### [AIM OF THE EXERCISE]
Continue the text on the Danish Sailor Company from the point where it stops.
--- SOURCE DOCUMENT Enclosed Below ---
The Sailor Company (Matroskompagniet) was a Danish military unit, created to support the Danish Auxiliary Corps as pontoniers in 1813. The immediate reason for its creation was to provide the Danish Auxiliary Corps with sailors who could assist the army in crossing rivers and other waterways.

== History ==
In August 1813, King Frederik VI ordered the creation of a specialized field naval company under Captain-Lieutenant Frederik Christian Holsten. Formed from 40 ship carpenters and 80 sailors.

The company joined the Auxiliary Corps in northern Germany toward the end of August 1813. It was therefore a reinforcement of the Danish corps rather than one of the units present in its original mid-August establishment. The company was subsequently employed under the corps command during the operations in Holstein.

On 7 December 1813, during the battle of Bornhöved, the company carried out one of its most important actions. As the Swedish cavalry, more specifically the Mörner's Hussar Regiment, pursued the danish rear guard, the sailors destroyed the bridge over the Trave at Groß Rönnau, north of Segeberg. The Swedes were consequently forced to establish a makeshift crossing, over which the horses could only be brought across one at a time. This delayed the Swedish cavalry and helped give the danish rear guard time to reach and pass through the defile at Bornhöved.

The company then continued with the danish retreat to Rendsburg. On 10 December 1813, the Danish Auxiliary Corps fought the Battle of Sehested, where the company was part of the danish force.
--- End of Enclosed SOURCE DOCUMENT ---
--- SOURCE INFORMATION Enclosed Below ---
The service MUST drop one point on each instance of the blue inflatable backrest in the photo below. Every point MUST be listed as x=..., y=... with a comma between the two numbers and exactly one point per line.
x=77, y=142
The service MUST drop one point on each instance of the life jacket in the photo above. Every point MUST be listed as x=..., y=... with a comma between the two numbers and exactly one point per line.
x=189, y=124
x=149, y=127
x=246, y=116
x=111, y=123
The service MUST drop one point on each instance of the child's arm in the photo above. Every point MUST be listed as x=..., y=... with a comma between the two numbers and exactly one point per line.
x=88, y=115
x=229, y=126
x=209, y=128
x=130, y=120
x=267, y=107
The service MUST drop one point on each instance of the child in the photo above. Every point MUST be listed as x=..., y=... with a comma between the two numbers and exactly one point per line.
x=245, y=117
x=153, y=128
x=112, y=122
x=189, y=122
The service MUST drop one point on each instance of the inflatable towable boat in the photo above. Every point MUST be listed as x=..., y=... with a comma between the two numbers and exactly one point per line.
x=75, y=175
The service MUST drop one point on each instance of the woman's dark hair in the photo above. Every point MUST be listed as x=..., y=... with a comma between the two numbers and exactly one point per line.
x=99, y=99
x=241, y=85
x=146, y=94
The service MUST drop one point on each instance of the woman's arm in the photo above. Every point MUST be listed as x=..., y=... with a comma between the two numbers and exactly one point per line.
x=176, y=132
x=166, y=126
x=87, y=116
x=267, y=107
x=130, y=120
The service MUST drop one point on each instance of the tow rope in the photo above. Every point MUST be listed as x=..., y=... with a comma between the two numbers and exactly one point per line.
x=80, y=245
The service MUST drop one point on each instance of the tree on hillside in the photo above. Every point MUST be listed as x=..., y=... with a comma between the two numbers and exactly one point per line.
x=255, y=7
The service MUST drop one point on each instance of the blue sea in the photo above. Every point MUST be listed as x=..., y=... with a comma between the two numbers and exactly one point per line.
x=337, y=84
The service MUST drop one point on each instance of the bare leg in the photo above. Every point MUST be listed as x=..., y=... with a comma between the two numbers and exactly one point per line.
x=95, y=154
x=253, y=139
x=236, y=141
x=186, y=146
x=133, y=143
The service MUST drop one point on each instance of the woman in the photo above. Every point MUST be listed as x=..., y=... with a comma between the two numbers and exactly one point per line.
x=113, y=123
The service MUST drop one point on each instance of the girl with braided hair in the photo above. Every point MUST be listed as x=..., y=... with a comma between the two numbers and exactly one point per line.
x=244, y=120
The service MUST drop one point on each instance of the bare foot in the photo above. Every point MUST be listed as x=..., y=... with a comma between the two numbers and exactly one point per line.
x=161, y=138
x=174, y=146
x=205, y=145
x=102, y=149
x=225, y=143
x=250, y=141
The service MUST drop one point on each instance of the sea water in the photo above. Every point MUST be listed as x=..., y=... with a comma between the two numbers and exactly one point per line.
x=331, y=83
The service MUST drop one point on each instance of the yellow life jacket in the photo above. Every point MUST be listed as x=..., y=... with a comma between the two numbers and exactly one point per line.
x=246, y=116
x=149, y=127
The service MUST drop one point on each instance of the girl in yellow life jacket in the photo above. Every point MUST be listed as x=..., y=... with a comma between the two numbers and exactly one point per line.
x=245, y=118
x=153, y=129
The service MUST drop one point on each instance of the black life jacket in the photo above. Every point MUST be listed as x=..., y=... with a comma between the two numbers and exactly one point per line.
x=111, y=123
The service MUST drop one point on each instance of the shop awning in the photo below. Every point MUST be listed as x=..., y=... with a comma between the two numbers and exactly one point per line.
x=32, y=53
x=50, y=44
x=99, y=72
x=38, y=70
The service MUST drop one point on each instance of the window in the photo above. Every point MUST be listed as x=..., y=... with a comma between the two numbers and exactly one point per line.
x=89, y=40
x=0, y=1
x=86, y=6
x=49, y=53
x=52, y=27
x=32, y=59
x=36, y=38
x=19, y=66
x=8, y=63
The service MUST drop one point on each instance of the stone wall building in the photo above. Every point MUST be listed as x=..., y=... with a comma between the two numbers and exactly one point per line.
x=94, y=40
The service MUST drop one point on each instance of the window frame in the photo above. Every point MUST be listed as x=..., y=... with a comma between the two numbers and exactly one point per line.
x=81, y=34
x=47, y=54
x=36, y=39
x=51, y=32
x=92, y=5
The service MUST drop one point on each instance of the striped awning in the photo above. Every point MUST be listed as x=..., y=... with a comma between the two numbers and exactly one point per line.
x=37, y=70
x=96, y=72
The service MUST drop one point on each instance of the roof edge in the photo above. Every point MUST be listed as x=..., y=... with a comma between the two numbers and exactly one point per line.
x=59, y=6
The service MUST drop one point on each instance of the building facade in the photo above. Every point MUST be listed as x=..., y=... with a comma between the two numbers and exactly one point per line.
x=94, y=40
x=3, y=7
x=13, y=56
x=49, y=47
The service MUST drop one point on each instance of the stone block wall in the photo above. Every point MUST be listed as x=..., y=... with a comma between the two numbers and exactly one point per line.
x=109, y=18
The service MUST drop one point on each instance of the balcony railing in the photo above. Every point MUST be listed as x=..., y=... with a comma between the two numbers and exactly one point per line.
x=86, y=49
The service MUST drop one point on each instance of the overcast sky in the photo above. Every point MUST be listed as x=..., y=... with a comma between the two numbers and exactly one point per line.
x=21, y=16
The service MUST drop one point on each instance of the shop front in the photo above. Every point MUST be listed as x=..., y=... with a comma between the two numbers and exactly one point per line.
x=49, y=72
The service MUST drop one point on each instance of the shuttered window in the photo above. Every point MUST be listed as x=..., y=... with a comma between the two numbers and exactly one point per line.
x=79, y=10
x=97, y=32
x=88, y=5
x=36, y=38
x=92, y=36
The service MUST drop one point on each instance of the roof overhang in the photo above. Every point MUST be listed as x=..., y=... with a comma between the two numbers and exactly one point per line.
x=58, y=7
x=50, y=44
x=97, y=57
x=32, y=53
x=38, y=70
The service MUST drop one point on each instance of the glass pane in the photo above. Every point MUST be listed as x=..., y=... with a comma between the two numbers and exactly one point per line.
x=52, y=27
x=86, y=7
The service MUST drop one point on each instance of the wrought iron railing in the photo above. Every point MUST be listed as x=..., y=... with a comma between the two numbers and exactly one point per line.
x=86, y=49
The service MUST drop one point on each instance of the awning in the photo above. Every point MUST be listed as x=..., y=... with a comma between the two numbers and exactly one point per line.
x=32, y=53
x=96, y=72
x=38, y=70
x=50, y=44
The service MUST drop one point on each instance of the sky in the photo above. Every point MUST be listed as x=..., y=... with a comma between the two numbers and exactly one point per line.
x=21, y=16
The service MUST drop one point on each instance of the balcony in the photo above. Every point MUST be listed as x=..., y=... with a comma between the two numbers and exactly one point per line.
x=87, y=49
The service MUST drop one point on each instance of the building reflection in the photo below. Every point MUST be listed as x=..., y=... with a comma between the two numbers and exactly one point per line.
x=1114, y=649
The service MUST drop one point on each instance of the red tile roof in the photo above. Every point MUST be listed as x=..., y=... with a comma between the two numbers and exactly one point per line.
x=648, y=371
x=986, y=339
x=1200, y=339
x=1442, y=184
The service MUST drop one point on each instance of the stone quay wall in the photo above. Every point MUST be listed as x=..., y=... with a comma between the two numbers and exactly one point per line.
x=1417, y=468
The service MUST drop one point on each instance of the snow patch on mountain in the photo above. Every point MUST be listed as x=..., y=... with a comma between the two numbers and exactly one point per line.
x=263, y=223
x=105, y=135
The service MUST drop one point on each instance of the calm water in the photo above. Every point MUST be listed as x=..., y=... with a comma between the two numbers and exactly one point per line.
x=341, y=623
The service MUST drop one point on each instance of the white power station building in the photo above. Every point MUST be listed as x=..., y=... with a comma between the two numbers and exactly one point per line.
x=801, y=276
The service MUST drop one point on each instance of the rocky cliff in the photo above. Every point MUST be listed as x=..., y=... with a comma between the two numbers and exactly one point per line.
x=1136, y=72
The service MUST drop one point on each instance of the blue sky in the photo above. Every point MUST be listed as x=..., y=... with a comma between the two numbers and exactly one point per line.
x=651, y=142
--- End of Enclosed SOURCE INFORMATION ---
### [EXERCISE OUTPUT]
At Sehested the sailors were also used directly in support of the artillery. A later account based on the campaign records states that the company helped the artillery during the decisive fighting. Captain Holsten himself was at the front with his men and was temporarily cut off by enemy troops; he escaped by speaking English, causing the enemy soldiers to mistake him for their own officers.

The company's conduct during the campaign received official recognition. In Prince Frederik of Hesse's report to King Frederik VI dated 8 April 1814, Captain Holsten and Second Lieutenant Fim were specifically mentioned as having attracted the attention and respect of the army corps.

Following the end of the campaign and the Treaty of Kiel on 14 January 1814, the company ceased to exist as a separate formation.

== Uniform and insignia ==
They wore a blue shirt with a carmoisine collar and yellow buttons, they wore blue pantaloons, round hat, and black swordsheath.

The company was ordered to march with the ensign and pennant of the Navy. Both of were swallowtail versions of the Dannebrog.